» EXERCISE DIRECTIONS: Render every entry verbatim.

» STORED RECORDS:
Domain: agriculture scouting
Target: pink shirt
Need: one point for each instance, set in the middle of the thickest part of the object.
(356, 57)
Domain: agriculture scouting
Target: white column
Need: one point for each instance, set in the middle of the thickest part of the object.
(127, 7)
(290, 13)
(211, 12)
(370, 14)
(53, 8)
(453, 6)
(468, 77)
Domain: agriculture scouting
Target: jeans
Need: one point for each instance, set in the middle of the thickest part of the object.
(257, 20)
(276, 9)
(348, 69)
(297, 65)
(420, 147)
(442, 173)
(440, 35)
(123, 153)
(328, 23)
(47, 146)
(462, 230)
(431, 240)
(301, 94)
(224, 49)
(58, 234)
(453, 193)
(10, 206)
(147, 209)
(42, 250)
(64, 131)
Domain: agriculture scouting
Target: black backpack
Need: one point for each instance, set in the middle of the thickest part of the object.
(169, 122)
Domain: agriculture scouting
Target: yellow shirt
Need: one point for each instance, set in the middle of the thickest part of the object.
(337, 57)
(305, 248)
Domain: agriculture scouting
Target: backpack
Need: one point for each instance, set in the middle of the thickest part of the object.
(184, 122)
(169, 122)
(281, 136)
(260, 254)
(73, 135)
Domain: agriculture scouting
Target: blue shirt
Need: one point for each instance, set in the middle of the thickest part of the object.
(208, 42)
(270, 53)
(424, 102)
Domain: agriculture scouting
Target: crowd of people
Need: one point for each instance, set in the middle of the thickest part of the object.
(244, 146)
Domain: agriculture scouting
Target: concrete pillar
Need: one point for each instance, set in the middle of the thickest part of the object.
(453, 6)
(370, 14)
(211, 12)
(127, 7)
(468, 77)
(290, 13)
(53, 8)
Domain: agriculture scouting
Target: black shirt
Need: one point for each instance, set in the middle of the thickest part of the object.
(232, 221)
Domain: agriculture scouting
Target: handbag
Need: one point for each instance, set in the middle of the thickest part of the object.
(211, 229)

» RESPONSE TO THE EXERCISE:
Domain: agriculture scouting
Target: pink shirt
Need: one point for each instance, set in the middle of the thickest part of the object.
(356, 57)
Domain: agriculture scouting
Target: white column
Need: one point for each instance, set in the middle of the thickest part of the object.
(127, 7)
(290, 13)
(211, 12)
(370, 14)
(53, 8)
(453, 6)
(468, 77)
Domain: agriculture scouting
Target: jeans
Need: one point for each instance, set in the middle of the thickest part of the object.
(257, 20)
(276, 9)
(348, 69)
(297, 65)
(420, 147)
(442, 173)
(440, 35)
(123, 153)
(328, 23)
(47, 146)
(462, 230)
(431, 240)
(301, 94)
(224, 49)
(58, 234)
(453, 193)
(10, 206)
(147, 209)
(42, 250)
(64, 131)
Domain: agriculture scouting
Target: black backpack
Need: one point for each instance, set in the middle of the thickest part of the object.
(169, 122)
Domain: agriculture scouting
Target: yellow shirt
Need: one point for each instance, set in the middle of the thickest part of the object.
(337, 57)
(305, 248)
Domain: agriculture scouting
Target: backpack
Need: one point for each instance, set in the middle of the thickest part of the object.
(184, 122)
(169, 122)
(281, 136)
(260, 254)
(73, 135)
Domain: agriculture scouting
Target: blue shirt
Need: one point for each instance, set in the middle of the thickest part of the object.
(208, 42)
(270, 53)
(424, 102)
Domain: agriculture scouting
Target: crowd of people
Need: one point for each instance, set in the middle of the thickest part of the object.
(244, 146)
Domain: agriculture scouting
Target: concrete pillar
Need: one point for each instance, set in the middle of the thickest part of the object.
(453, 6)
(370, 14)
(211, 12)
(127, 7)
(468, 77)
(290, 13)
(53, 8)
Domain: agriculture scouting
Target: black shirt
Need: one point for each instance, set in the middle of the thickest part of the object.
(232, 221)
Domain: agriculture scouting
Target: handbag
Need: one point for each instance, set in the middle of the thickest part of the object.
(211, 229)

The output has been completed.